GIVEN PASSAGE -
Financial stocks, which fell last week, turned higher after on a handful of upbeat reports from analysts. BMO Capital Markets upgraded its view of the banking sector because of expectations that more normalized earnings potential will return to the sector in coming quarters. Rochdale Securities analyst Richard Bove noted the potential for "explosive earnings growth and unusually strong stock price performance" for banks as the economy recovers.
Election results also pleased investors in India and some buying carried over into Indian stocks listed in the U.S.
In the first hour of trading, the Dow Jones industrial average rose 114.37, or 1.4 percent, to 8,383.01. The broader S&P 500 index rose 11.56, or 1.3 percent, to 894.44, and the Nasdaq composite index rose 19.78, or 1.2 percent, to 1,699.92.
In corporate news, banking company State Street Corp. said it plans to raise funds through stock and debt offerings as part of an effort to repay the $2 billion the government loaned as part of its financial rescue last fall. State Street, which specializes in serving institutional investors and wealthy customers, said it expects to raise $1.45 billion from the stock offer alone. State Street rose 97 cents, or 2.5 percent, to $39.48.
Lowe's rose $1.38, or 7.5 percent, to $19.83.
India's Infosys Technologies Ltd. rose $3.55, or 11 percent, to $35.57, while Sify Technologies Ltd. rose 51 cents, or 40 percent, to $1.80.

GIVEN INFORMATION -
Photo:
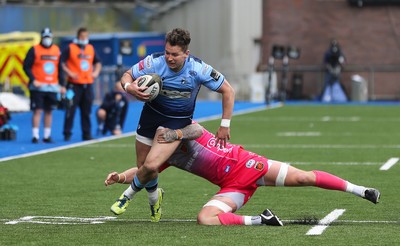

WHAT THE EXERCISE ASKS - From the market report, echo the stretch from "Financial stocks, which" through "percent, to 1,699.92." word for word. The lines are not needed for what comes next.

RESULT FOR THIS EXERCISE -
Financial stocks, which fell last week, turned higher after on a handful of upbeat reports from analysts. BMO Capital Markets upgraded its view of the banking sector because of expectations that more normalized earnings potential will return to the sector in coming quarters. Rochdale Securities analyst Richard Bove noted the potential for "explosive earnings growth and unusually strong stock price performance" for banks as the economy recovers.
Election results also pleased investors in India and some buying carried over into Indian stocks listed in the U.S.
In the first hour of trading, the Dow Jones industrial average rose 114.37, or 1.4 percent, to 8,383.01. The broader S&P 500 index rose 11.56, or 1.3 percent, to 894.44, and the Nasdaq composite index rose 19.78, or 1.2 percent, to 1,699.92.